Partager la publication "Golda : une tentative ratée de renforcer la propagande israélienne"
Nada Elia, 30 août 2023. J’avais très peu d’attentes avant Golda, le film sur l’ancien Premier ministre israélien qui a remporté la victoire de son pays sur les armées égyptienne et syrienne en 1973.Le Hollywood Reporter a décrit le film comme un biopic montrant la seule femme chef d’État d’Israël comme une « chef militaire étonnamment efficace » et une diplomate avisée. De toute évidence, le réalisateur Guy Nattiv n’allait pas nous montrer grand-chose de « l’humain » derrière la légende – ou seulement ces traits humains qui pourraient renforcer la légende. Mais avec un regain d’intérêt potentiel pour ce personnage historique, ce serait le bon moment pour séparer le mythe de la réalité.
Le mythe : Golda Meir est une icône féministe aux États-Unis. Elle a été la quatrième Première ministre d’Israël de 1969 à 1974, lorsqu’elle a été élue dans un sondage Gallup comme la « femme la plus admirée » aux États-Unis, devant la Première dame de l’époque, Betty Ford, avec Pat Nixon, épouse de l’ancien président Richard Nixon, en troisième place.

**JEU DE DONNÉES**
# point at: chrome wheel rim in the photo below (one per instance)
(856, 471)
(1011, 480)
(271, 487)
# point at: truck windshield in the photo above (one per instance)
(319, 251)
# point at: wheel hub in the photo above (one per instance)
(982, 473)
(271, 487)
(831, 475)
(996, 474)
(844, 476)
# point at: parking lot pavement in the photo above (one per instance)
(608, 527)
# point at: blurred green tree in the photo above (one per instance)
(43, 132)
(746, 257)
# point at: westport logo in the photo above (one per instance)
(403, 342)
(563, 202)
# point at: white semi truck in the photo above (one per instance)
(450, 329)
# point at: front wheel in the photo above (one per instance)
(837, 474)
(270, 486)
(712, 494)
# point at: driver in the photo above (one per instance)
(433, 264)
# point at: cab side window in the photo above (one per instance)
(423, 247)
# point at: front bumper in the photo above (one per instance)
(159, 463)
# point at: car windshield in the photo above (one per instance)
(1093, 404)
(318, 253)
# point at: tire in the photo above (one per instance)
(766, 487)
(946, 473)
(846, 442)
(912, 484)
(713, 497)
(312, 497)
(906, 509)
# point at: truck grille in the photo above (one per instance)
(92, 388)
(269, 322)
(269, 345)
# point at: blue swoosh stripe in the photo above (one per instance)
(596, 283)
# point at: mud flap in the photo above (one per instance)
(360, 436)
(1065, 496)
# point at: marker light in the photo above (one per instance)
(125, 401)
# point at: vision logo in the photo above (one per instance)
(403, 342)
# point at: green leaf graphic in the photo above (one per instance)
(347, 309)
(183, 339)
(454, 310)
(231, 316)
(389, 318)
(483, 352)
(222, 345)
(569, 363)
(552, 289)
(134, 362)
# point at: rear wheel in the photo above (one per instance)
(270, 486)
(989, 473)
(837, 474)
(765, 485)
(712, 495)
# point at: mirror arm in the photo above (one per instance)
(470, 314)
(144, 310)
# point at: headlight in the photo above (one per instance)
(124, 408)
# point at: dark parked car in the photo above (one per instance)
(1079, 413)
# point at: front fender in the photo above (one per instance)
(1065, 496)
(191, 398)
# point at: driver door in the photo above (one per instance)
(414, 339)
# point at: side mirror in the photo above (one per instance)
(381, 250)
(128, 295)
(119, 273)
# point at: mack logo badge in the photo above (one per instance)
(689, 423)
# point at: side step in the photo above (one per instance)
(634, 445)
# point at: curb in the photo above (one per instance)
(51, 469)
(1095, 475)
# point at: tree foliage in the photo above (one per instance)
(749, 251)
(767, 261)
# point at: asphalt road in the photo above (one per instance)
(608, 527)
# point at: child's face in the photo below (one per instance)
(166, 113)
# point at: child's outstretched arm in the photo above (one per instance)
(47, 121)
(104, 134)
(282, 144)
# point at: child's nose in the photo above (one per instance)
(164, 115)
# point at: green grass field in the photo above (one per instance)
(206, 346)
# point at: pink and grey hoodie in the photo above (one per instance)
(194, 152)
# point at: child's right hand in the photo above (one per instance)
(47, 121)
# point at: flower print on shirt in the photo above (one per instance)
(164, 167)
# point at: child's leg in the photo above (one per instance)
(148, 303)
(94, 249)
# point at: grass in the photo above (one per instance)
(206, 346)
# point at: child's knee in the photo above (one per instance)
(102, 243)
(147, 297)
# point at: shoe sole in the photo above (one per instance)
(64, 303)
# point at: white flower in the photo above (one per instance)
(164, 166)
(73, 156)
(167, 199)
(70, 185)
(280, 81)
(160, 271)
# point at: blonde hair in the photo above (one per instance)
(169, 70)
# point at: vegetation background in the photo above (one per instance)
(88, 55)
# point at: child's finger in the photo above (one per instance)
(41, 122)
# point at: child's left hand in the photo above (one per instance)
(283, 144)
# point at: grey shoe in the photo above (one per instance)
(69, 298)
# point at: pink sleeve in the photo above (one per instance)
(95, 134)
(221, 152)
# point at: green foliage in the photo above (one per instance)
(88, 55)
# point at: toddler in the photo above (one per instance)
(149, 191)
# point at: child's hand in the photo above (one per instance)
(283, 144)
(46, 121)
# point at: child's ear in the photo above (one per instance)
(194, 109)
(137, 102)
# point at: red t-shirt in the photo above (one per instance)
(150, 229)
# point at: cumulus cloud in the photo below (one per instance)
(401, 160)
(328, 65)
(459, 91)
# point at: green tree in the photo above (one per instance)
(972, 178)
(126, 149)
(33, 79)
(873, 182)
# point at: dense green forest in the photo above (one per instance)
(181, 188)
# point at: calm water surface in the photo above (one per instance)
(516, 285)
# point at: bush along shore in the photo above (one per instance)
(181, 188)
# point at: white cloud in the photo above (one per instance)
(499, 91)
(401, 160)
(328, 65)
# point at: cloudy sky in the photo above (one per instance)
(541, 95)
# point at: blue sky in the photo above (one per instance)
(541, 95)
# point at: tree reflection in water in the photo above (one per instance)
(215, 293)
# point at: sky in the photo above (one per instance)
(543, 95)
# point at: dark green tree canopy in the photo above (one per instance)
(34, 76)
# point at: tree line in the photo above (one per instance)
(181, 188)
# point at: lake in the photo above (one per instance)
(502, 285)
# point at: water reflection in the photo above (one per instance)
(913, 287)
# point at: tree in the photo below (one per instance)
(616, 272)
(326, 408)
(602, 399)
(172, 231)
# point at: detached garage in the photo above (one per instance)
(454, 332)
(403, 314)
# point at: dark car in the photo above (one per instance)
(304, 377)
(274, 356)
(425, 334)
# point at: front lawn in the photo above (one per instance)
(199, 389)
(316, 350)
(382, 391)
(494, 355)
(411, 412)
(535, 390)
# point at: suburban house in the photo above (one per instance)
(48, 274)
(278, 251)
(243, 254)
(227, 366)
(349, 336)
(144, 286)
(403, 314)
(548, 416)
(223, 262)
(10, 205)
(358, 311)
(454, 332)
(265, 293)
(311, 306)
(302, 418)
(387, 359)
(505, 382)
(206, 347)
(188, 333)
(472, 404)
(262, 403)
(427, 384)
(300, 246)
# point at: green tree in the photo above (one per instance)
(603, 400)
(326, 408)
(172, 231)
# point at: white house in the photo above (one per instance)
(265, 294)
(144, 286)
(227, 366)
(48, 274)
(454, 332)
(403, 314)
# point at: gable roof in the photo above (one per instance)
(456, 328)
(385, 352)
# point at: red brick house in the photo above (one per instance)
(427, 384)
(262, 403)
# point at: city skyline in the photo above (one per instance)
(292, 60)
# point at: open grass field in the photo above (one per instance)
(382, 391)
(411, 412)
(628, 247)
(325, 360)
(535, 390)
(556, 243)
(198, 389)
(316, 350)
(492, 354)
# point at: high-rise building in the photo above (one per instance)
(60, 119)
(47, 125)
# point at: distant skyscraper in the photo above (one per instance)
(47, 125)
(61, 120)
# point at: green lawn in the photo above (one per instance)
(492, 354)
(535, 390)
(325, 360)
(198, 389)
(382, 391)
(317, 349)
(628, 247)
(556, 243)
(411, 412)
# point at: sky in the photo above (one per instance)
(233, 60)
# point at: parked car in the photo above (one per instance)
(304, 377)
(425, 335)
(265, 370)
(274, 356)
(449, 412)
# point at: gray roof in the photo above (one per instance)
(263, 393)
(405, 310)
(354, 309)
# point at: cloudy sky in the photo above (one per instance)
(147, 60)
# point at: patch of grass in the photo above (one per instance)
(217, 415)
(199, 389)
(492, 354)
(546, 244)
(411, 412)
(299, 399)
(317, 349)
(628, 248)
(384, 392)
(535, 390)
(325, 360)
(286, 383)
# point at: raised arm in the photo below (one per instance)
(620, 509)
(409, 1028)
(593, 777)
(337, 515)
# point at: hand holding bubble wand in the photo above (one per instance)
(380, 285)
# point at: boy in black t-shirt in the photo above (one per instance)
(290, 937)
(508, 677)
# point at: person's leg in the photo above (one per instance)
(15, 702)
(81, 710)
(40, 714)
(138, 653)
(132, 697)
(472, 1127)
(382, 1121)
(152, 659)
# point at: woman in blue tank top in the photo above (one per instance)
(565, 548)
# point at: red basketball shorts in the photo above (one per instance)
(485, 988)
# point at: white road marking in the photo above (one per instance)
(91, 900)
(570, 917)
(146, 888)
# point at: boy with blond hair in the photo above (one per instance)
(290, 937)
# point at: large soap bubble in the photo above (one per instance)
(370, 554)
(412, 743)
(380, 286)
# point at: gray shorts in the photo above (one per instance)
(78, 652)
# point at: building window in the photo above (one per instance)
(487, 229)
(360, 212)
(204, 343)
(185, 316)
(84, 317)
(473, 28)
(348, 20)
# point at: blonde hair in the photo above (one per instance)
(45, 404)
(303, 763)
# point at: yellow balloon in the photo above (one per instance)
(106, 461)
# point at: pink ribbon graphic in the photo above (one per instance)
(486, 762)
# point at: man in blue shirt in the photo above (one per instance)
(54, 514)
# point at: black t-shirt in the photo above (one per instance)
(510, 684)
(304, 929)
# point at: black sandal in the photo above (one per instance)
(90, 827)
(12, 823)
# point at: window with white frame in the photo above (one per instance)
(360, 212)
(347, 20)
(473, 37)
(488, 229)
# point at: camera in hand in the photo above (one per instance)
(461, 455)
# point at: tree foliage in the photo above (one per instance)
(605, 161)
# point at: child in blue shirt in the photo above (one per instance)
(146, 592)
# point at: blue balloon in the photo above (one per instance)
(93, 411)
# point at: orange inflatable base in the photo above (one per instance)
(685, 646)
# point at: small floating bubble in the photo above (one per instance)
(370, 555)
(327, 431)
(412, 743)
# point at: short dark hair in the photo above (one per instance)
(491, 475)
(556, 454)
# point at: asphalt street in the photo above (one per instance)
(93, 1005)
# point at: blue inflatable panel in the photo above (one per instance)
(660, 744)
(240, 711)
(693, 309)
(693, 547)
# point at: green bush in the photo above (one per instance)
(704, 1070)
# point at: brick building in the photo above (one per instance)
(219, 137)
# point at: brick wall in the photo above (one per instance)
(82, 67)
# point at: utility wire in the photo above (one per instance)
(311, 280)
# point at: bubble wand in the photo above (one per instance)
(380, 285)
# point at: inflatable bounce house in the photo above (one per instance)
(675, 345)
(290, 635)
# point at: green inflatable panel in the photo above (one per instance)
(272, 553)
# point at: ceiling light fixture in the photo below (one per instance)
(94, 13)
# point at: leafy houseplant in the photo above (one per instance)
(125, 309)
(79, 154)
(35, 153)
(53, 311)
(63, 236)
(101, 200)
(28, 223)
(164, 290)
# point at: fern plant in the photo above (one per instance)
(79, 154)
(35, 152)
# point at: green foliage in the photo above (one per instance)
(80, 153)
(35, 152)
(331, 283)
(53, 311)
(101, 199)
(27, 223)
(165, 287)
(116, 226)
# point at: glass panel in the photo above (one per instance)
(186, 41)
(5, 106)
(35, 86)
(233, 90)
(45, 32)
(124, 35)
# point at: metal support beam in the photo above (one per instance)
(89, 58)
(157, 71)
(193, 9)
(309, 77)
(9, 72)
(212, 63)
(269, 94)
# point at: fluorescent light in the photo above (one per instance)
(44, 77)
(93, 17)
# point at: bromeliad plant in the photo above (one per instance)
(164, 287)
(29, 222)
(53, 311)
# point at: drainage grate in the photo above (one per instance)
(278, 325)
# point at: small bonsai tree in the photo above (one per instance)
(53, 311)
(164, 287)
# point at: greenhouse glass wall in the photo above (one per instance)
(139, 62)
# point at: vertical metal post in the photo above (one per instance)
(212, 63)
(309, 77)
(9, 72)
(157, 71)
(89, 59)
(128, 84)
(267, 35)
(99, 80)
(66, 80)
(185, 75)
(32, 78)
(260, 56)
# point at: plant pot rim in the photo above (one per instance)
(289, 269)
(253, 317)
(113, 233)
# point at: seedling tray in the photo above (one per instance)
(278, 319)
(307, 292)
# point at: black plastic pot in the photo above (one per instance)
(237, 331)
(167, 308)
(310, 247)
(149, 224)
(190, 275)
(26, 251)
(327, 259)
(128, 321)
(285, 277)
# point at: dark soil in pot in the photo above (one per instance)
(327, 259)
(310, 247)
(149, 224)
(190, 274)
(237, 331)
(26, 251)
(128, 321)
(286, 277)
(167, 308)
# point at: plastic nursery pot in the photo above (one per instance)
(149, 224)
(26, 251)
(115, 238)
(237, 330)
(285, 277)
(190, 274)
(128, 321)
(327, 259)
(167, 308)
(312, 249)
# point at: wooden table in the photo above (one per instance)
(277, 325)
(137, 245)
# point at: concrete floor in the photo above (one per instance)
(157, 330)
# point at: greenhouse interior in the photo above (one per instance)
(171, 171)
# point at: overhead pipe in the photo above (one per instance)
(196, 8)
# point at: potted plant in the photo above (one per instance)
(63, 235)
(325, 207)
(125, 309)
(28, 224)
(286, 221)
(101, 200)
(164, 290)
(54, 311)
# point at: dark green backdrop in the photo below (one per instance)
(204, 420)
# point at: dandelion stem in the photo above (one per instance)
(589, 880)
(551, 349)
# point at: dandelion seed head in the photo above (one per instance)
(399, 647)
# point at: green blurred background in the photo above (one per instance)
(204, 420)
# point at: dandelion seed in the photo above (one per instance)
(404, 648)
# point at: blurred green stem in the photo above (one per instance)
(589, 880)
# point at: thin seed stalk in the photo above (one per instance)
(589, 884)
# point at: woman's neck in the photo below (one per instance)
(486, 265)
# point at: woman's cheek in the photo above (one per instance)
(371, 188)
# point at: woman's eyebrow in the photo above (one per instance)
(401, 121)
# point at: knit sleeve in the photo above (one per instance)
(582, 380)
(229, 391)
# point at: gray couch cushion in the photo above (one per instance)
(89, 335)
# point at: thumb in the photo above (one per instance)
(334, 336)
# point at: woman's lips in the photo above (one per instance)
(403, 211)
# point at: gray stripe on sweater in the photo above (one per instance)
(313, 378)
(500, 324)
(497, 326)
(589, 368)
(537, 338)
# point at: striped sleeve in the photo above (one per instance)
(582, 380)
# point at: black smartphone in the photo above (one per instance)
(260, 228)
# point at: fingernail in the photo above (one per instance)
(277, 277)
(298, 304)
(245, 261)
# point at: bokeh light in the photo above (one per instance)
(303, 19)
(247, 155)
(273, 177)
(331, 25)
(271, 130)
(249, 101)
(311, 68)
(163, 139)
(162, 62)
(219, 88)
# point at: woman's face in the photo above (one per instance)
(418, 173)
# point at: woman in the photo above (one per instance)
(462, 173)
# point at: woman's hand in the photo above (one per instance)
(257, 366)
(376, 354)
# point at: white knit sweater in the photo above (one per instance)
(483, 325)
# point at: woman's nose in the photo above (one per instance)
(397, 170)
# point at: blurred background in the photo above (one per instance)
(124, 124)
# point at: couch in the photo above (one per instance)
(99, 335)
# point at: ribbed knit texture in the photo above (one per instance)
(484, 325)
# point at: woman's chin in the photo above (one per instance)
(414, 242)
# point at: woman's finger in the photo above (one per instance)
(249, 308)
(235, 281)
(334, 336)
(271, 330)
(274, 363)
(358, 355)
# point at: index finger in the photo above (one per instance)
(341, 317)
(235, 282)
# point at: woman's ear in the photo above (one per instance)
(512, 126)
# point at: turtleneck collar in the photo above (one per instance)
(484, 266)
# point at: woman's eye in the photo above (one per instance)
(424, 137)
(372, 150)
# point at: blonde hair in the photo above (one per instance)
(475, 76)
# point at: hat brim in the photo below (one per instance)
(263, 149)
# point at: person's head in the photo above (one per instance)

**CONSIGNES ÉCRITES**
(A) Relevez toutes les personnes désignées par leur nom dans l'article sur le film Golda.
(B) D'après l'article sur le film Golda, pendant quelles années Golda Meir a-t-elle été Première ministre d'Israël ?
(C) Poursuivez l'article sur le film Golda à partir de sa dernière phrase.
Les enregistrements n'entrent pas en compte ici.

**RÉPONSES AUX CONSIGNES**
(A) Nada Elia, Guy Nattiv, Golda Meir, Betty Ford, Pat Nixon, Richard Nixon

(B) De 1969 à 1974.

(C)
La dirigeante israélienne était – sioniste blanche, libérale de la deuxième vague – la figure emblématique du féminisme américain, le visage au-dessus de la légende « Mais sait-elle taper à la machine ? » dans une campagne d’affichage critiquant les stéréotypes de genre sur les lieux de travail.
Pour les Palestiniens, bien sûr, elle est méprisée pour être la femme qui a dit « les Palestiniens n’existent pas » et a suggéré que les Arabes détestaient les juifs plus qu’ils n’aimaient leurs enfants, parmi de nombreuses autres déclarations choquantes.
Peu de ceux qui aiment ressusciter le déni de notre existence par Meir sont réellement conscients du contexte plus large de cette déclaration, à savoir à quel point elle est profondément ancrée dans la vision du monde impériale et eurocentrique selon laquelle un peuple ne constitue pas une nation légitime en l’absence des atours de l’État-nation européen moderne.
Meir ne niait donc pas que nous existions en tant qu’humains, mais plutôt que nous avions des droits en tant que Palestiniens, car la Palestine, la nation historique, n’était pas un État indépendant tel que le reconnaissent les normes européennes.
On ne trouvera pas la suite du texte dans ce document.